Dataset excerpts:
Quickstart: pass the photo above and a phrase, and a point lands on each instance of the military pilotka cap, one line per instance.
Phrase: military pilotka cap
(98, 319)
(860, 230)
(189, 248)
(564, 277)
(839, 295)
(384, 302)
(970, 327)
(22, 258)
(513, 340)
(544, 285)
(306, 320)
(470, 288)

WORK TO COMPLETE: Each record above needs to be transcribed word for word.

RESULT BELOW:
Quickstart: pass the photo above and a phrase, and a point lands on each instance of the military pilotka cap, one line per instance.
Phrase: military pilotka cap
(98, 319)
(860, 230)
(189, 248)
(564, 277)
(839, 295)
(384, 302)
(970, 327)
(22, 258)
(513, 340)
(544, 285)
(306, 320)
(470, 288)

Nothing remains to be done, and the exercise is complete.